[Begin]

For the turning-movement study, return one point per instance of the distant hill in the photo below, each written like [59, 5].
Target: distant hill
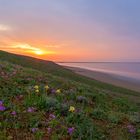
[40, 100]
[55, 69]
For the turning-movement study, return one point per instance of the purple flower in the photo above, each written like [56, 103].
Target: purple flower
[2, 108]
[13, 113]
[34, 130]
[131, 129]
[31, 109]
[53, 91]
[52, 116]
[48, 129]
[70, 130]
[1, 103]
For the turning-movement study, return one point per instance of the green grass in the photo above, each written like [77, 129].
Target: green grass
[98, 114]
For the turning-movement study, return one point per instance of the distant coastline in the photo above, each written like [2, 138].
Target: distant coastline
[108, 78]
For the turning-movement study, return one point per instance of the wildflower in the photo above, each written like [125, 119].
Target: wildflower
[58, 91]
[34, 130]
[46, 87]
[2, 108]
[31, 109]
[1, 102]
[53, 91]
[131, 129]
[49, 129]
[36, 87]
[36, 90]
[52, 116]
[70, 130]
[72, 109]
[13, 113]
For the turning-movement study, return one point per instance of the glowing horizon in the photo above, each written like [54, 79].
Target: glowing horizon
[81, 30]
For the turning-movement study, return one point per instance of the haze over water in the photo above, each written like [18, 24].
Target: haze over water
[125, 69]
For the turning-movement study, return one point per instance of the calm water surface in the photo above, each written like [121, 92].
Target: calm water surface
[129, 69]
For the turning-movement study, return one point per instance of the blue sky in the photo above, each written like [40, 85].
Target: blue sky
[97, 30]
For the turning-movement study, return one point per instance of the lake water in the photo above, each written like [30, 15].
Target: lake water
[127, 69]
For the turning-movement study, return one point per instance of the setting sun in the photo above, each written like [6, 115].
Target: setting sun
[39, 52]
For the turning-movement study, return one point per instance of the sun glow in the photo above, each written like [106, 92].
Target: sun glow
[39, 52]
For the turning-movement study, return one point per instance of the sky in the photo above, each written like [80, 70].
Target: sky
[71, 30]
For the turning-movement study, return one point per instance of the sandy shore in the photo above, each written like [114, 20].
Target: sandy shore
[108, 78]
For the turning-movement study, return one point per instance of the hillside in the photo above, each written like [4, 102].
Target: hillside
[42, 100]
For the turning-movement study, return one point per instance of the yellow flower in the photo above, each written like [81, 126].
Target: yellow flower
[58, 91]
[72, 109]
[36, 87]
[46, 87]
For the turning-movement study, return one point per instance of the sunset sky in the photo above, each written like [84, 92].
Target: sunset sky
[71, 30]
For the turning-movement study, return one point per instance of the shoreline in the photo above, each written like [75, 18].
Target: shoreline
[109, 78]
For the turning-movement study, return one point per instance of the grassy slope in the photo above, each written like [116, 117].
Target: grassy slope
[50, 67]
[97, 115]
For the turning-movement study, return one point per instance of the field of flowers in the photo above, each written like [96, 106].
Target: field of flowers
[40, 106]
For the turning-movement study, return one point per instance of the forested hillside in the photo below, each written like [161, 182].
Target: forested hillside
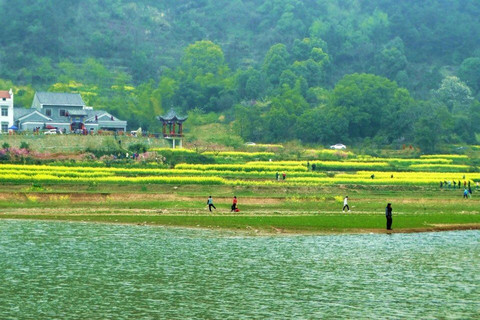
[321, 71]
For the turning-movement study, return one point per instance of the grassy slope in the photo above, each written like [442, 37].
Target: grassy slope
[264, 209]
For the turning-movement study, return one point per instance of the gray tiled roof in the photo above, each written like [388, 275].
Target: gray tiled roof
[20, 112]
[60, 98]
[56, 118]
[171, 116]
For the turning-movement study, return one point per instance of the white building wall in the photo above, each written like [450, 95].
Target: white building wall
[6, 104]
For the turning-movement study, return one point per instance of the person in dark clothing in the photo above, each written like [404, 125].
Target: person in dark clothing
[234, 204]
[210, 204]
[345, 204]
[388, 215]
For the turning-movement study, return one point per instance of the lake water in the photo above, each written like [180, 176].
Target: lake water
[55, 270]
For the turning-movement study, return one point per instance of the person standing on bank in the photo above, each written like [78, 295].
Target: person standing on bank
[234, 204]
[388, 215]
[210, 203]
[345, 204]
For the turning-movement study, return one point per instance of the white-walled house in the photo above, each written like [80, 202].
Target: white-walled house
[66, 112]
[6, 110]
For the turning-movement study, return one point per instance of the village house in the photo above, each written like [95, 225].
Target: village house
[66, 112]
[6, 108]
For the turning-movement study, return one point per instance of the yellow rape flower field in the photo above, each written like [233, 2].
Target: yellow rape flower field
[306, 196]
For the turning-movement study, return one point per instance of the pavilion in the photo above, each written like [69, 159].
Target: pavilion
[173, 127]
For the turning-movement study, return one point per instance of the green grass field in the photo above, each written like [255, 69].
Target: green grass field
[263, 209]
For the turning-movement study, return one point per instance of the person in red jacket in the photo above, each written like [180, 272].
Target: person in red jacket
[234, 204]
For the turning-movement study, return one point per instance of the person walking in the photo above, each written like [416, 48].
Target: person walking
[388, 215]
[234, 204]
[345, 204]
[210, 203]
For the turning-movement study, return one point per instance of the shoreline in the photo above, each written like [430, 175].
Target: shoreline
[252, 231]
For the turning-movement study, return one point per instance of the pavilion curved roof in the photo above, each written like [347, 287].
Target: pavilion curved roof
[172, 116]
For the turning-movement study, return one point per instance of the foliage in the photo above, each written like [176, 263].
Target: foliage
[381, 72]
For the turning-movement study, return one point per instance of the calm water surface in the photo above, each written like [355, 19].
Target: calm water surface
[51, 270]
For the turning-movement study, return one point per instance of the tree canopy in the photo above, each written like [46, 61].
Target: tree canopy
[321, 71]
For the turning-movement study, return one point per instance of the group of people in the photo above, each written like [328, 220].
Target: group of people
[388, 212]
[234, 208]
[277, 176]
[467, 189]
[234, 204]
[313, 167]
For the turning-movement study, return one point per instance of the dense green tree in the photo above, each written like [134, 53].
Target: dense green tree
[469, 72]
[455, 94]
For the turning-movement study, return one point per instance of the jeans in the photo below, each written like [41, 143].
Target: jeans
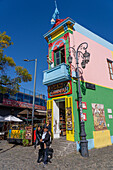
[41, 152]
[46, 155]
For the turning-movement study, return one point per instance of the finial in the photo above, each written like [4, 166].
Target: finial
[55, 15]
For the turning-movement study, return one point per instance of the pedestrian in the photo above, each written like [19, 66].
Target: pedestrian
[49, 128]
[45, 142]
[38, 136]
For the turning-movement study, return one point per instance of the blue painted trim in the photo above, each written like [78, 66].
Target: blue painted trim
[93, 36]
[54, 45]
[111, 139]
[90, 144]
[49, 37]
[62, 23]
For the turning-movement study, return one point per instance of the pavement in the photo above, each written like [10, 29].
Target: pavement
[17, 157]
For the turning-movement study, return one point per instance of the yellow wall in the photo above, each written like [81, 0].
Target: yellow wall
[102, 138]
[68, 103]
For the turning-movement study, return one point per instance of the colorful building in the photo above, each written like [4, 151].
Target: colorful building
[96, 85]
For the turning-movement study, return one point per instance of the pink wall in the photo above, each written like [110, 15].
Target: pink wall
[96, 70]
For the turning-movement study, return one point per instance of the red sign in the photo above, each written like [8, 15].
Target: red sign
[14, 103]
[84, 105]
[60, 89]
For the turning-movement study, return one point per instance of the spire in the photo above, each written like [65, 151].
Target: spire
[55, 15]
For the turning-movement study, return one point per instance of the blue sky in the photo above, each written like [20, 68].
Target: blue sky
[27, 21]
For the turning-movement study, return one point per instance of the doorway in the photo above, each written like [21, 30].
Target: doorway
[62, 117]
[59, 118]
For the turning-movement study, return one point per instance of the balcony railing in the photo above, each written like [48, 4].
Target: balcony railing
[57, 74]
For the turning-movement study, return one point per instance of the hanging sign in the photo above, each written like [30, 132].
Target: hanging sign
[84, 105]
[28, 134]
[49, 114]
[69, 118]
[60, 89]
[84, 117]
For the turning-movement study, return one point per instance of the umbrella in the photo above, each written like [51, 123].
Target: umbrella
[1, 119]
[12, 118]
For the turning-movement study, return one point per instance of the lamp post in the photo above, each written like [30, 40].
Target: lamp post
[85, 59]
[33, 106]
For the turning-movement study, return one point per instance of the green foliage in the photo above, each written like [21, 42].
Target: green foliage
[7, 82]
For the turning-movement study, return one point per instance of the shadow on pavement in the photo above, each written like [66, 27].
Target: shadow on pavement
[8, 149]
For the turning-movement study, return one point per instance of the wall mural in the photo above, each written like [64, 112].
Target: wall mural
[59, 89]
[69, 118]
[99, 116]
[49, 114]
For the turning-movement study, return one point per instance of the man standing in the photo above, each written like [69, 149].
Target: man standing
[46, 143]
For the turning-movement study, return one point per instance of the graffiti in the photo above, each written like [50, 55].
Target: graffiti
[99, 116]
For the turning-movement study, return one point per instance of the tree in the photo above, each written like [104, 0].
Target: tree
[7, 82]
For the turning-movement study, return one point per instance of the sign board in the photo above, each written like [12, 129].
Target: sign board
[49, 114]
[90, 86]
[14, 103]
[69, 118]
[99, 116]
[60, 89]
[109, 110]
[28, 133]
[84, 105]
[110, 116]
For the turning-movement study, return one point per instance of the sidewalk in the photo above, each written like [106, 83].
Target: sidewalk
[16, 157]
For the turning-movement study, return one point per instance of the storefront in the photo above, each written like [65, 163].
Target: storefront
[60, 110]
[96, 84]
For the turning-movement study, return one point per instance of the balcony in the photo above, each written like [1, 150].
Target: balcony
[57, 74]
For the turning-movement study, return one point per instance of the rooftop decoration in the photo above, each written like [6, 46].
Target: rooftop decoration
[55, 15]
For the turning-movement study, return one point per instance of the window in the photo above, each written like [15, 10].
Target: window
[59, 56]
[110, 66]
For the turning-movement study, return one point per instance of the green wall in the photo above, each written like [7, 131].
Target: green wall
[101, 95]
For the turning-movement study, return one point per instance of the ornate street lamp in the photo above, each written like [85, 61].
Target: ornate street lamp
[33, 106]
[85, 56]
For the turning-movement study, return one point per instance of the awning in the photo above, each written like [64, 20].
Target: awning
[41, 112]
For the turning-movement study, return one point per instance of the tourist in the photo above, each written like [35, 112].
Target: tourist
[38, 136]
[45, 143]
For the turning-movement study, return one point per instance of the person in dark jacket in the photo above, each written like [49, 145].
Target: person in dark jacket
[49, 128]
[38, 136]
[46, 143]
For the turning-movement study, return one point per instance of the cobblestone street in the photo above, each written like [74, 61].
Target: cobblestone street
[16, 157]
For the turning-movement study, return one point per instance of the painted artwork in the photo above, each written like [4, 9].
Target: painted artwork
[99, 116]
[49, 114]
[60, 89]
[69, 118]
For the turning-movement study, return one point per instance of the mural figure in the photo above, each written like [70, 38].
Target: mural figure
[99, 116]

[End]

What is expected
Reproduce only the lines from the line containing "like [7, 131]." to the last line of the material above, both of those lines included.

Solution to this problem
For the turning-movement study, return one point per instance of the green wall in the photo above, each written like [7, 131].
Target: green wall
[101, 95]
For the turning-movement study, return one point per instance of the ornate street lamp in the photo above, each written like [85, 61].
Target: ornate street lamp
[33, 106]
[85, 56]
For the turning-movement study, return one point per instance of the awning in the photo above, each written like [64, 20].
Target: awning
[41, 112]
For the turning-movement study, return one point per instance of the tourist in the photo above, each written like [35, 112].
Target: tourist
[38, 136]
[45, 143]
For the turning-movement study, return one point per instance of the person in dark jacket in the photo above, each written like [49, 145].
Target: person in dark jacket
[49, 128]
[38, 136]
[46, 143]
For the turning-movement study, return one point per instance of the cobblestone street in the photo above, each written like [74, 61].
Target: cobblestone street
[16, 157]
For the turning-movement study, return one point per instance of the painted artwork in the photo above, each written like [4, 9].
Target: painted artwork
[99, 116]
[49, 114]
[60, 89]
[69, 118]
For the turning-movement study, return one point per instance of the mural figure in the photo above, each written like [70, 38].
Target: mural figure
[99, 116]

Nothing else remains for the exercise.